Output a faithful copy of the entries, every picture removed.

----------------

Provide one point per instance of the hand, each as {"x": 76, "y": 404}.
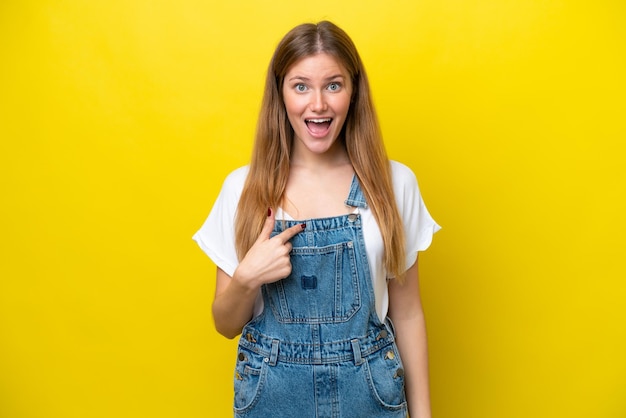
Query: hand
{"x": 268, "y": 259}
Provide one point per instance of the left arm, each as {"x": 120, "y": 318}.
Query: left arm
{"x": 405, "y": 310}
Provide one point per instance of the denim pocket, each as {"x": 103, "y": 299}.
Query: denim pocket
{"x": 385, "y": 375}
{"x": 250, "y": 373}
{"x": 317, "y": 273}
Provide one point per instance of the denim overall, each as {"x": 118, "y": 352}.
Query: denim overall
{"x": 318, "y": 349}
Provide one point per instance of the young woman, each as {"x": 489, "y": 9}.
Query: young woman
{"x": 316, "y": 244}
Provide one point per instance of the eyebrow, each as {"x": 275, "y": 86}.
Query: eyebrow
{"x": 302, "y": 78}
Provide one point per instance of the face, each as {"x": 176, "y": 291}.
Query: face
{"x": 317, "y": 91}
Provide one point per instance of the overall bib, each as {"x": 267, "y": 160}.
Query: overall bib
{"x": 318, "y": 349}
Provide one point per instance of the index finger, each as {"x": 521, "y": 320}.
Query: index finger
{"x": 289, "y": 233}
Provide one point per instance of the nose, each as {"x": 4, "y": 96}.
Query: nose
{"x": 318, "y": 102}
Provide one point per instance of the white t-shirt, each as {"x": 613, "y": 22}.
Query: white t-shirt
{"x": 216, "y": 237}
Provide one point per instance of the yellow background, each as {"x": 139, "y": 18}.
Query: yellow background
{"x": 119, "y": 120}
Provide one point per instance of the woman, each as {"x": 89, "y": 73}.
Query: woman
{"x": 316, "y": 245}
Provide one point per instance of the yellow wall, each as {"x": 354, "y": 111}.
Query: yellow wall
{"x": 119, "y": 120}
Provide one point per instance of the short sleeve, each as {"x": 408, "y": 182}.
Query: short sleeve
{"x": 419, "y": 226}
{"x": 216, "y": 237}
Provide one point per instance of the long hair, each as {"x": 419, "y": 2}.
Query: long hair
{"x": 269, "y": 165}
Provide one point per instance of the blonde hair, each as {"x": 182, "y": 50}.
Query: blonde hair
{"x": 269, "y": 165}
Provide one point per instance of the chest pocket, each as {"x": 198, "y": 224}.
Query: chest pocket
{"x": 323, "y": 286}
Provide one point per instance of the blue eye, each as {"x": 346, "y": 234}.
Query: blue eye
{"x": 334, "y": 86}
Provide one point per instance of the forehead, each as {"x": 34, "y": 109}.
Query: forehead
{"x": 318, "y": 65}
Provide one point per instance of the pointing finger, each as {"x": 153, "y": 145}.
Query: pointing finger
{"x": 289, "y": 233}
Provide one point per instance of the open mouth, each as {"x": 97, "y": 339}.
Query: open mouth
{"x": 318, "y": 126}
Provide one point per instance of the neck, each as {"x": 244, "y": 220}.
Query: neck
{"x": 335, "y": 156}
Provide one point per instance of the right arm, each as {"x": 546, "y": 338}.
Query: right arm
{"x": 267, "y": 261}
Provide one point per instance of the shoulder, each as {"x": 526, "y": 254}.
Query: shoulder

----------------

▶ [WRITTEN SOLUTION]:
Provide one point per instance of the hand, each as {"x": 76, "y": 404}.
Query: hand
{"x": 268, "y": 259}
Provide one point per instance of the left arm, each as {"x": 120, "y": 318}.
Query: left arm
{"x": 405, "y": 310}
Provide one point per instance of the denim pocket, each as {"x": 103, "y": 299}.
Query: denim pocket
{"x": 385, "y": 375}
{"x": 250, "y": 373}
{"x": 317, "y": 273}
Provide one point per instance of the denim overall, each as {"x": 118, "y": 352}.
Query: denim overall
{"x": 318, "y": 349}
Provide one point per instance of the young woman, each as {"x": 489, "y": 9}.
Query: young woman
{"x": 316, "y": 244}
Provide one point per instance of the eyebrow, each as {"x": 275, "y": 86}.
Query: eyebrow
{"x": 302, "y": 78}
Provide one point per instance of the face, each as {"x": 176, "y": 291}.
Query: face
{"x": 317, "y": 91}
Provide one point per instance of the overall bib, each as {"x": 267, "y": 160}.
Query: overall bib
{"x": 318, "y": 349}
Provide one point per instance of the index finger, each as {"x": 521, "y": 320}.
Query: index finger
{"x": 289, "y": 233}
Provide one point per instance of the nose, each as {"x": 4, "y": 96}.
Query: nose
{"x": 318, "y": 102}
Provide one point per instance of the white t-shirt, each as {"x": 613, "y": 22}.
Query: white t-shirt
{"x": 216, "y": 237}
Provide one point per instance of the yellow background, each as {"x": 139, "y": 18}.
Query: yellow background
{"x": 119, "y": 120}
Provide one point per instance of the woman, each as {"x": 89, "y": 73}.
Query: woman
{"x": 316, "y": 245}
Provide one point per instance of the yellow wall, each as {"x": 354, "y": 111}.
Query: yellow wall
{"x": 119, "y": 120}
Provide one point per instance of the short sleeve, each as {"x": 408, "y": 182}.
Query: short sleeve
{"x": 419, "y": 226}
{"x": 216, "y": 237}
Provide one point per instance of the long hair, each as {"x": 419, "y": 2}.
Query: long hair
{"x": 269, "y": 165}
Provide one point per instance of the blonde hair, each as {"x": 182, "y": 50}.
Query: blonde hair
{"x": 269, "y": 165}
Provide one point per instance of the chest pocket, each as {"x": 198, "y": 224}.
Query: chest pocket
{"x": 323, "y": 286}
Provide one point per instance of the blue eye, each as {"x": 346, "y": 234}.
Query: blue eye
{"x": 334, "y": 86}
Provide one point per instance of the forehead, each as {"x": 34, "y": 109}.
Query: forehead
{"x": 318, "y": 65}
Provide one point per instance of the pointing finger, each as {"x": 153, "y": 145}.
Query: pointing finger
{"x": 289, "y": 233}
Provide one point per instance of the open mouth, each as {"x": 97, "y": 339}.
Query: open mouth
{"x": 318, "y": 126}
Provide one point per instance of the neck, each as {"x": 244, "y": 220}.
Query: neck
{"x": 335, "y": 156}
Provide one point per instance of the right arm, each as {"x": 546, "y": 338}.
Query: right arm
{"x": 267, "y": 261}
Provide one point per instance of the shoulder, each as {"x": 526, "y": 254}.
Query: shoulder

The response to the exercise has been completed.